[Outline records]
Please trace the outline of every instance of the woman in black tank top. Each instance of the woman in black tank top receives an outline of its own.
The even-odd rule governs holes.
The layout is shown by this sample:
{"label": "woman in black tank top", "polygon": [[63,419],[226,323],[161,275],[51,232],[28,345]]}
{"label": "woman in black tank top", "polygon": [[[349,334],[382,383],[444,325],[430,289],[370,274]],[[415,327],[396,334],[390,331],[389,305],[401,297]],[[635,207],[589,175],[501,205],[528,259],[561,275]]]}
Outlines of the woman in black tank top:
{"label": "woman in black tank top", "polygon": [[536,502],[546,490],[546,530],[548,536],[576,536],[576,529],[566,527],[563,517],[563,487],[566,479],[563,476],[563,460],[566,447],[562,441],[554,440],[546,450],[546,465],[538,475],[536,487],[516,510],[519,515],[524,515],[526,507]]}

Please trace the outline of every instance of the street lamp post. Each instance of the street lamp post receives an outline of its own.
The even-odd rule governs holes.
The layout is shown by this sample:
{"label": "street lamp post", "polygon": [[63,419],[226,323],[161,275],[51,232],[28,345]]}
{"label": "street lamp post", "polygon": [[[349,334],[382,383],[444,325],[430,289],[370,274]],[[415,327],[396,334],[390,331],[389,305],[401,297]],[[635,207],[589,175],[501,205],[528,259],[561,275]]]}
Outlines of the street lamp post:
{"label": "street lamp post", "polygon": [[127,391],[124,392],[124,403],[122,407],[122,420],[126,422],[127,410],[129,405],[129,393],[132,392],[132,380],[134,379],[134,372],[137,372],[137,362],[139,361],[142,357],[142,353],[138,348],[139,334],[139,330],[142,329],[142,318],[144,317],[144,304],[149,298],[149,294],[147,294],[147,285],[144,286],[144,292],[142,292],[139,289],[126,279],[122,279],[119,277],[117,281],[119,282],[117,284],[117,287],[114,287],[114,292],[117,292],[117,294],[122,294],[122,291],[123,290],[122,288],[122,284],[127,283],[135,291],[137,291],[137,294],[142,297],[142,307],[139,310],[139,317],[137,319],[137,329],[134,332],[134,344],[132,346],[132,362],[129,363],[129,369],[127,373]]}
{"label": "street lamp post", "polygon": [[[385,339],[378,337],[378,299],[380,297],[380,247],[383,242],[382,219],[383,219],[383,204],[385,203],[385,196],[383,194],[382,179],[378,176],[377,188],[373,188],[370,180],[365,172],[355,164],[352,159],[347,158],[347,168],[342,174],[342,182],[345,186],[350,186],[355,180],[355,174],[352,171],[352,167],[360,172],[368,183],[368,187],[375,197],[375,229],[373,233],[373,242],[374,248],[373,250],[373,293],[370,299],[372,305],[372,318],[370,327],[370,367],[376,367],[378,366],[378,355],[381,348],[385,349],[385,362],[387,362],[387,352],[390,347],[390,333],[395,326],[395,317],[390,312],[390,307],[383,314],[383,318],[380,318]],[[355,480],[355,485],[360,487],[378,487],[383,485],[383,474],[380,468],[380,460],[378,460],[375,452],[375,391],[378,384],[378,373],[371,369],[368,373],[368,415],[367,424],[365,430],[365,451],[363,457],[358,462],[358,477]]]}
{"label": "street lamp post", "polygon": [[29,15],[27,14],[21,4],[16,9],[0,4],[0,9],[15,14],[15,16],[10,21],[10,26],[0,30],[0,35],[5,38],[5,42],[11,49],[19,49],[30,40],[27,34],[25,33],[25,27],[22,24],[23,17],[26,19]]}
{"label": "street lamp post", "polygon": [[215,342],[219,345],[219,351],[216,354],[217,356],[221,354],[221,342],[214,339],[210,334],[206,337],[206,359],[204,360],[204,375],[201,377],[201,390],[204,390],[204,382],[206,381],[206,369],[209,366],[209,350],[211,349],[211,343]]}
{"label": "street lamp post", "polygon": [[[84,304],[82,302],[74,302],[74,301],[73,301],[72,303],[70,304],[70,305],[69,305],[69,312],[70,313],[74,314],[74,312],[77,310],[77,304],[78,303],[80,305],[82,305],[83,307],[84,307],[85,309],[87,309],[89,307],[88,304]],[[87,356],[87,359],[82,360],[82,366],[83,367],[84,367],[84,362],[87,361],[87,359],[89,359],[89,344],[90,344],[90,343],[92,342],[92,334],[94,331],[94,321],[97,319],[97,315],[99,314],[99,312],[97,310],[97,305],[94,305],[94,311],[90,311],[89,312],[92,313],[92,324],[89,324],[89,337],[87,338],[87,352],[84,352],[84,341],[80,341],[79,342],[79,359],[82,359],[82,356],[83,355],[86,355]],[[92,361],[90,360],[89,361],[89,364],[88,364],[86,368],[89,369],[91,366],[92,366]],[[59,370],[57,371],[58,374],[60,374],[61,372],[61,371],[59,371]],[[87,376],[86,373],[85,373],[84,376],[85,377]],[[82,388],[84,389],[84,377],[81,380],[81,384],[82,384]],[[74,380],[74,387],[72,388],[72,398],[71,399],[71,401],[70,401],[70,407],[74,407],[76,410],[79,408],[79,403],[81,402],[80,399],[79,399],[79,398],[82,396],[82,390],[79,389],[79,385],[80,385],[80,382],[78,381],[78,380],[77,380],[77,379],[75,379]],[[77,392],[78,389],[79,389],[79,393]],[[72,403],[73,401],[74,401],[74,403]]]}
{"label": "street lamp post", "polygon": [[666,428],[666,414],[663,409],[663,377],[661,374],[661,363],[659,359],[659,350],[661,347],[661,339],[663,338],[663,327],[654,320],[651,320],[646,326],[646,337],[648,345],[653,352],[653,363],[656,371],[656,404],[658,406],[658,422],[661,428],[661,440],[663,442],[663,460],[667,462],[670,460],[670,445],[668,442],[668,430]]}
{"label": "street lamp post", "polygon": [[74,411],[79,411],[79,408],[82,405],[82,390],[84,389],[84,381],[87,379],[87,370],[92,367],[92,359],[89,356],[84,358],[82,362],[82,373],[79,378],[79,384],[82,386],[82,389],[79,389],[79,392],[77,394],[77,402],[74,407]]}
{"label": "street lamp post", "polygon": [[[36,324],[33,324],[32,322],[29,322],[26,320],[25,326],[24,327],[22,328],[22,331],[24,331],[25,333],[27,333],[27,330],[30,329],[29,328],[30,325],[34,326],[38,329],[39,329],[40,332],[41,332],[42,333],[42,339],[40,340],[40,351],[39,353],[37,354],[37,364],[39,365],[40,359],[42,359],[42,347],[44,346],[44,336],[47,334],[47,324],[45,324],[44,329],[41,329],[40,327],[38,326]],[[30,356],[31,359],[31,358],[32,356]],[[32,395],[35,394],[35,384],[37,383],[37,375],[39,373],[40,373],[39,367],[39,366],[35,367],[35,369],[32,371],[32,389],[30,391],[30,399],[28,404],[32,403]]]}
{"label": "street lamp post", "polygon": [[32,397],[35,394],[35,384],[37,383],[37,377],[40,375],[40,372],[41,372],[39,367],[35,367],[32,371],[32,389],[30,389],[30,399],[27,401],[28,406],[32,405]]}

▸ **PROBLEM REQUIREMENTS**: Put every line of the rows above into a JSON list of strings, one string per line, and leave out the blank lines.

▸ **EXPECTED OUTPUT**:
[
  "Please trace the outline of every instance of the woman in black tank top. Each instance of the woman in black tank top receives an outline of its own.",
  "The even-odd rule governs holes.",
  "The layout is shown by this sample:",
  "{\"label\": \"woman in black tank top\", \"polygon\": [[63,419],[226,323],[161,275],[51,232],[28,345]]}",
  "{\"label\": \"woman in black tank top\", \"polygon\": [[[349,334],[382,383],[444,325],[430,289],[370,274]],[[415,327],[396,334],[390,331],[389,305],[401,297]],[[635,207],[589,175],[501,205],[528,259],[561,275]]]}",
  "Outlines of the woman in black tank top:",
  "{\"label\": \"woman in black tank top\", \"polygon\": [[536,502],[546,490],[546,530],[548,536],[576,536],[576,529],[566,527],[563,517],[563,487],[566,479],[563,476],[563,460],[566,447],[562,441],[554,440],[546,450],[546,465],[538,475],[536,487],[516,510],[519,515],[524,515],[526,507]]}",
  "Please trace the outline of every instance of the street lamp post. Each instance of the street lamp post receives an outline of its own.",
  "The even-odd rule governs holes.",
  "The layout is shown by this sample:",
  "{\"label\": \"street lamp post\", \"polygon\": [[63,419],[226,323],[161,275],[51,232],[28,345]]}",
  "{\"label\": \"street lamp post\", \"polygon\": [[[349,334],[382,383],[444,325],[430,289],[370,274]],[[415,327],[396,334],[390,331],[389,305],[401,297]],[[635,207],[589,175],[501,205],[528,259],[561,275]]]}",
  "Outlines of the street lamp post:",
  "{\"label\": \"street lamp post\", \"polygon\": [[127,391],[124,392],[124,403],[122,407],[122,420],[126,422],[127,410],[129,405],[129,393],[132,392],[132,380],[134,379],[134,372],[137,372],[137,362],[139,361],[142,357],[142,353],[138,348],[139,334],[139,330],[142,329],[142,318],[144,317],[144,304],[149,298],[149,294],[147,294],[147,285],[144,286],[144,292],[142,292],[139,289],[126,279],[122,279],[119,277],[117,281],[119,282],[117,284],[117,287],[114,287],[114,292],[117,292],[117,294],[122,294],[122,291],[123,290],[122,288],[122,284],[127,283],[135,291],[137,291],[137,294],[142,297],[142,307],[139,310],[139,317],[137,319],[137,329],[134,332],[134,344],[132,346],[132,362],[129,363],[129,369],[127,373]]}",
  "{\"label\": \"street lamp post\", \"polygon\": [[[385,339],[378,337],[378,299],[380,297],[380,247],[383,242],[382,219],[383,219],[383,204],[385,203],[385,196],[383,194],[382,179],[378,176],[377,188],[373,188],[370,180],[365,172],[355,164],[352,159],[347,158],[347,168],[342,174],[342,182],[345,186],[350,186],[355,180],[355,174],[352,171],[352,167],[360,172],[368,183],[368,187],[375,197],[375,229],[373,233],[373,242],[374,248],[373,250],[373,293],[370,299],[372,305],[372,318],[370,327],[370,367],[376,367],[378,366],[378,355],[381,348],[385,349],[385,362],[387,362],[387,352],[390,347],[390,333],[395,326],[395,317],[390,312],[390,307],[383,314],[383,318],[380,318]],[[355,480],[355,485],[360,487],[378,487],[383,485],[383,474],[380,468],[380,460],[378,460],[375,452],[375,391],[378,384],[378,373],[371,369],[368,373],[368,415],[367,424],[365,430],[365,451],[363,457],[358,462],[358,477]]]}",
  "{\"label\": \"street lamp post\", \"polygon\": [[29,15],[27,14],[21,4],[16,9],[0,4],[0,9],[15,14],[15,16],[10,21],[10,26],[0,30],[0,35],[5,38],[5,42],[11,49],[19,49],[30,40],[27,34],[25,33],[25,27],[22,24],[23,17],[26,19]]}",
  "{\"label\": \"street lamp post\", \"polygon\": [[215,342],[219,345],[219,351],[216,354],[217,356],[221,354],[221,342],[214,339],[210,334],[206,337],[206,359],[204,360],[204,375],[201,377],[201,390],[204,390],[204,382],[206,381],[206,369],[209,366],[209,350],[211,349],[211,343]]}",
  "{\"label\": \"street lamp post\", \"polygon\": [[[84,304],[82,302],[74,302],[74,301],[73,301],[72,303],[70,304],[70,305],[69,305],[69,312],[70,313],[74,314],[74,312],[77,310],[77,304],[78,303],[80,305],[82,305],[83,307],[84,307],[85,309],[87,309],[89,307],[88,304]],[[87,356],[87,359],[82,360],[82,366],[83,367],[84,367],[84,362],[87,361],[87,359],[89,359],[89,344],[90,344],[90,343],[92,342],[92,334],[94,331],[94,321],[97,319],[97,315],[99,314],[99,312],[97,310],[97,305],[94,305],[94,311],[90,311],[89,312],[92,313],[92,324],[89,324],[89,337],[87,338],[87,352],[84,352],[84,341],[80,341],[79,342],[79,359],[82,359],[82,356],[83,355],[86,355]],[[92,361],[90,360],[89,361],[89,364],[88,364],[86,368],[89,369],[91,366],[92,366]],[[59,370],[57,371],[58,374],[60,374],[61,372],[61,371],[59,371]],[[87,376],[86,373],[85,373],[84,376],[85,377]],[[82,388],[84,389],[84,377],[81,380],[81,384],[82,384]],[[74,380],[74,387],[72,388],[72,398],[71,399],[71,401],[70,401],[70,407],[74,407],[76,410],[79,408],[79,403],[81,402],[80,399],[79,399],[79,398],[82,396],[82,390],[79,389],[79,385],[80,385],[80,382],[78,381],[78,380],[77,380],[77,379],[75,379]],[[77,392],[78,389],[79,389],[79,393]],[[72,403],[73,401],[74,401],[74,403]]]}",
  "{\"label\": \"street lamp post\", \"polygon\": [[666,428],[666,414],[663,409],[663,377],[661,374],[661,363],[659,359],[659,350],[661,347],[661,339],[663,338],[663,327],[654,320],[651,320],[646,326],[646,337],[648,345],[653,352],[653,363],[656,371],[656,404],[658,406],[658,422],[661,428],[661,440],[663,442],[663,460],[667,462],[670,460],[670,445],[668,442],[668,430]]}",
  "{\"label\": \"street lamp post\", \"polygon\": [[74,411],[79,411],[79,408],[82,405],[82,390],[84,389],[84,381],[87,379],[87,370],[92,367],[92,359],[89,356],[84,358],[82,362],[82,373],[79,378],[79,384],[82,386],[82,389],[79,389],[79,392],[77,394],[77,402],[74,407]]}",
  "{\"label\": \"street lamp post\", \"polygon\": [[[36,324],[33,324],[32,322],[29,322],[26,320],[25,326],[24,327],[22,328],[22,331],[24,331],[25,333],[27,333],[27,330],[30,329],[29,328],[30,325],[34,326],[38,329],[39,329],[40,332],[41,332],[42,333],[42,339],[40,340],[40,351],[39,353],[37,354],[37,364],[39,365],[40,359],[42,359],[42,347],[44,346],[44,336],[47,334],[47,324],[45,324],[44,329],[41,329],[40,327],[38,326]],[[30,356],[31,359],[31,358],[32,356]],[[32,395],[35,394],[35,384],[37,383],[37,375],[39,373],[40,373],[39,367],[39,366],[35,367],[35,369],[32,371],[32,389],[30,391],[30,399],[28,404],[32,403]]]}",
  "{\"label\": \"street lamp post\", \"polygon\": [[32,397],[35,394],[35,384],[37,383],[37,377],[40,375],[40,372],[41,372],[39,367],[35,367],[32,371],[32,389],[30,389],[30,399],[27,401],[28,406],[32,405]]}"
]